THE EXERCISE: Count the lines of the material below that contain the string "woman", treating uppercase and lowercase as different. Give only the number.

RECORD EXTRACTS:
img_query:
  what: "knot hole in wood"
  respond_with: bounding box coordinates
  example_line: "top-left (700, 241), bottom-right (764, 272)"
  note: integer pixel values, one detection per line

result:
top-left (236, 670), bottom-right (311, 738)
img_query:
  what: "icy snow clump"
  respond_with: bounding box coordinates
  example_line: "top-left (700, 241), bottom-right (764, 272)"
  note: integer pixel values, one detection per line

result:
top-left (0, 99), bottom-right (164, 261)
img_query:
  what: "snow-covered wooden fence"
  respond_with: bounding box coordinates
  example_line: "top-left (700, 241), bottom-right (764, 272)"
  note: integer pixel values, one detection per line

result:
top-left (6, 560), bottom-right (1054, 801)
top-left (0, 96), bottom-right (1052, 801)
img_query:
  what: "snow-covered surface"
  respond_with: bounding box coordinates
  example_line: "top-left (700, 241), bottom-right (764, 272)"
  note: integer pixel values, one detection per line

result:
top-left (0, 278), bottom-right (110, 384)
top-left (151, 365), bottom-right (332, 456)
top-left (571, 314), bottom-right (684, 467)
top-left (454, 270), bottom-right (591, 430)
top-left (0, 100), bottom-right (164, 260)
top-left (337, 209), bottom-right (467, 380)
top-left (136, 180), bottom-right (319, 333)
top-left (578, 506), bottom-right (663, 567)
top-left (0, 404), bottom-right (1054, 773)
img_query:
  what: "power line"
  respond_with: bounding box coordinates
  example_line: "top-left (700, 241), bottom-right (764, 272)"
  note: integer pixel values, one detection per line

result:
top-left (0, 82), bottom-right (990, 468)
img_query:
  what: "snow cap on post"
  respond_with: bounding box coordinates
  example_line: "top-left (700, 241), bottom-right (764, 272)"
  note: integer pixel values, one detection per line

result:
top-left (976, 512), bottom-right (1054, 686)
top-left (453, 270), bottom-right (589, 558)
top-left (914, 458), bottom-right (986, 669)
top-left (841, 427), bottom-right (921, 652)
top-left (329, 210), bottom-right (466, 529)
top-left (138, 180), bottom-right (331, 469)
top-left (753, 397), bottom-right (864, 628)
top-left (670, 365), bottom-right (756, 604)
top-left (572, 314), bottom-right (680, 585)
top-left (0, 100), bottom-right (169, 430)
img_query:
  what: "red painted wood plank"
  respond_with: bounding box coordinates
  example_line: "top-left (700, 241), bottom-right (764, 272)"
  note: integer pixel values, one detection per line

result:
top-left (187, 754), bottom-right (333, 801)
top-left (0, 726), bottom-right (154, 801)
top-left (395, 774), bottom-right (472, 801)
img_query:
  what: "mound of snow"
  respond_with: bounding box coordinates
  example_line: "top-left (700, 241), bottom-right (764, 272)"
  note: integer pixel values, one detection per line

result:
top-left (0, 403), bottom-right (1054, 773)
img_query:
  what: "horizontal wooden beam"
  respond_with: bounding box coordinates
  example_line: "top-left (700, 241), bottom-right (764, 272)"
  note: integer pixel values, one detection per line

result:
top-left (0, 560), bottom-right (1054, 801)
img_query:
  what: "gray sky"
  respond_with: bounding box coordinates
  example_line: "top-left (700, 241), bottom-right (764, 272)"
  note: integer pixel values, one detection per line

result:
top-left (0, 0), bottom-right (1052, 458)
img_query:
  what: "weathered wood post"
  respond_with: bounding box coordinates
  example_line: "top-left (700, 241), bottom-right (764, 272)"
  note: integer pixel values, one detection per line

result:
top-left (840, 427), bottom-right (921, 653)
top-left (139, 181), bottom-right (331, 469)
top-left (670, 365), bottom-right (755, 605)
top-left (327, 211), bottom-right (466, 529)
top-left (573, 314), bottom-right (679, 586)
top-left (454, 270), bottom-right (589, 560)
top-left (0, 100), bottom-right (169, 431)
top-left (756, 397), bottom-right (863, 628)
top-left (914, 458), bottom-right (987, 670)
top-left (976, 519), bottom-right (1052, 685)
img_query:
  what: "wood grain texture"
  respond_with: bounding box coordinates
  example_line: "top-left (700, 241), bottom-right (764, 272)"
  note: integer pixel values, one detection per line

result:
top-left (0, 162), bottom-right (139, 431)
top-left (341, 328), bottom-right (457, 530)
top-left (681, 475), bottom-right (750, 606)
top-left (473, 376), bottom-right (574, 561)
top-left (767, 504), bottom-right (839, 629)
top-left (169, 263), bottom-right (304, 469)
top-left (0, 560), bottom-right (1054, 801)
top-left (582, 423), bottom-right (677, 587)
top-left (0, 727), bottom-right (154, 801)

==

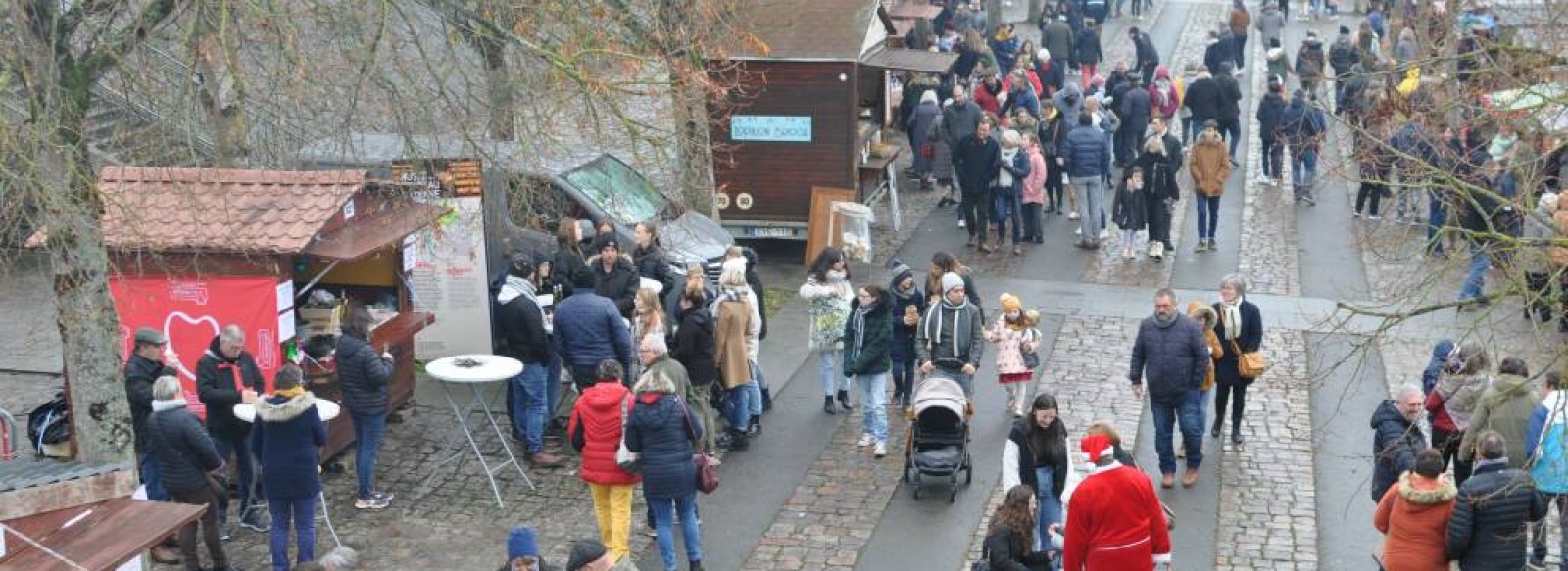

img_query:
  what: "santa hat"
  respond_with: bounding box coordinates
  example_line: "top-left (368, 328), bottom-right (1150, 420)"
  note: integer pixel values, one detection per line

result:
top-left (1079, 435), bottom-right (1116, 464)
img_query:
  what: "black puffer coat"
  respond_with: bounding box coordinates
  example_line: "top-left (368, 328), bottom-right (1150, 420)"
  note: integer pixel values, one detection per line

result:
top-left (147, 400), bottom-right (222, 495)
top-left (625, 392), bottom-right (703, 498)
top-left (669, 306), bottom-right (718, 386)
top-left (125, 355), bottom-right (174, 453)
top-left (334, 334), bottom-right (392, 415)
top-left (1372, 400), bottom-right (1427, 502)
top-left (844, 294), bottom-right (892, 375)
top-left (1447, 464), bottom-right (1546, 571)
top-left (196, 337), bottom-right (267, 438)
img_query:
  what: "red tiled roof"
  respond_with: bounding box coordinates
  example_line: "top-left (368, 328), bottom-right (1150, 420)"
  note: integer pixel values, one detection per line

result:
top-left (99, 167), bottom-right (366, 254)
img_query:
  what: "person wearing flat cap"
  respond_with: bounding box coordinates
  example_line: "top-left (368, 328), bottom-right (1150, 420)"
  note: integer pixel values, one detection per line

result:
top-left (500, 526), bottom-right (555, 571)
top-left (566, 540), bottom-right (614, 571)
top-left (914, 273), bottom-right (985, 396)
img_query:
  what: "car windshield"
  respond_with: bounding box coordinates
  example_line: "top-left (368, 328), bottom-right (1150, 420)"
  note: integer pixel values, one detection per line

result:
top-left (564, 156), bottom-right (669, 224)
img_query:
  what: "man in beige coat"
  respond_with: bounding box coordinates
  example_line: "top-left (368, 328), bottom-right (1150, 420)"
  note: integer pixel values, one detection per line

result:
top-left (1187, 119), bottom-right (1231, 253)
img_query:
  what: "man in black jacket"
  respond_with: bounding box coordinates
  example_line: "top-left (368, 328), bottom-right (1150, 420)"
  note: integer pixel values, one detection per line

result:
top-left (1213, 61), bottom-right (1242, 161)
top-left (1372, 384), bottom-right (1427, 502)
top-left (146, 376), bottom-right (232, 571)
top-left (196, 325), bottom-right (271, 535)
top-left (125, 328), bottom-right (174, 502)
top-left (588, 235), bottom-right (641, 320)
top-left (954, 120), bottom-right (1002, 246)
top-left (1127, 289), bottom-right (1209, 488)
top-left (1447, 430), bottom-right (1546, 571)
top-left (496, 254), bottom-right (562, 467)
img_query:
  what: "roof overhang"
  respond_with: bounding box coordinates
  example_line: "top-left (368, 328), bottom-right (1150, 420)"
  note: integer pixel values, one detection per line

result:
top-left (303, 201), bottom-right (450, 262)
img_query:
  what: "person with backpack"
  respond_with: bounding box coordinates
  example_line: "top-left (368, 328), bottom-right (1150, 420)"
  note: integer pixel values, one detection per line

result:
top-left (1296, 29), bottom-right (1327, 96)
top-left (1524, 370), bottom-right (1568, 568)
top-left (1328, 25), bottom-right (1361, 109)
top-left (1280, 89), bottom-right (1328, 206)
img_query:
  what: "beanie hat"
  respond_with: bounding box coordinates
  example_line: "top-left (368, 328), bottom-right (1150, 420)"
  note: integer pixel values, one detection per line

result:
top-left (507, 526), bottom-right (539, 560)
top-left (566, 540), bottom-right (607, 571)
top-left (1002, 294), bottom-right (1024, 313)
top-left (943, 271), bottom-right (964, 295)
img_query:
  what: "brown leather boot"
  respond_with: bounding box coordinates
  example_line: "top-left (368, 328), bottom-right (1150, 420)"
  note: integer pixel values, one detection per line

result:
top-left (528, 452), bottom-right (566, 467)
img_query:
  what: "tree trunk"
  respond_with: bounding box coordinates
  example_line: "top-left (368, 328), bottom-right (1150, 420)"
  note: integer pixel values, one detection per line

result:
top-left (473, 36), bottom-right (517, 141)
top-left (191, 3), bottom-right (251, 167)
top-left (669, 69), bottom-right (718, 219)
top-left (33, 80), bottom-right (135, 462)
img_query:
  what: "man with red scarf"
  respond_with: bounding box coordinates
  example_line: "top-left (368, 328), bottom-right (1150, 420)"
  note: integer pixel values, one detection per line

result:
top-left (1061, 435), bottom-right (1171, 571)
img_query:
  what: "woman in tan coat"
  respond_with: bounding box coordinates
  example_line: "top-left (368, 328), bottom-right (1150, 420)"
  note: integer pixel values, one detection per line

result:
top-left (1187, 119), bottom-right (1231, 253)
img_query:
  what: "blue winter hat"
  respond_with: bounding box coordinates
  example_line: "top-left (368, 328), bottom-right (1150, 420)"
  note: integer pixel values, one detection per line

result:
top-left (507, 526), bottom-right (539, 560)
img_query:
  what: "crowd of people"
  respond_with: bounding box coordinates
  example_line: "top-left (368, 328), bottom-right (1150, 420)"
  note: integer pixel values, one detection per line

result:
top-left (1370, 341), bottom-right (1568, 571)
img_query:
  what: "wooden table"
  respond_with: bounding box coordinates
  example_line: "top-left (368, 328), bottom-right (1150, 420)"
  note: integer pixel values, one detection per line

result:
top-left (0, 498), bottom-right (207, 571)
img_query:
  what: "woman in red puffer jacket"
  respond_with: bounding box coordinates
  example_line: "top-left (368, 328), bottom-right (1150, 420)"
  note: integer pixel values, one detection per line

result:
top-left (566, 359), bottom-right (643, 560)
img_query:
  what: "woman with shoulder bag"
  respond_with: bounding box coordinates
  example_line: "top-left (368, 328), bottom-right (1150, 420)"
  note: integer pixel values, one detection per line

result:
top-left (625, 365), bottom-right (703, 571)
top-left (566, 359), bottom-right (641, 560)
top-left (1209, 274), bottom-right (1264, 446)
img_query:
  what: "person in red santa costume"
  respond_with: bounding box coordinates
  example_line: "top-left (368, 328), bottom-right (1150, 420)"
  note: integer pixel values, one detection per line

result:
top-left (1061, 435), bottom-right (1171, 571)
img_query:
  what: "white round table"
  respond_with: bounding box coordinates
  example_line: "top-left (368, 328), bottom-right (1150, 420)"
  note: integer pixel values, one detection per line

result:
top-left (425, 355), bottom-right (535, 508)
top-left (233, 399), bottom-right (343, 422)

FINISHED TASK: 3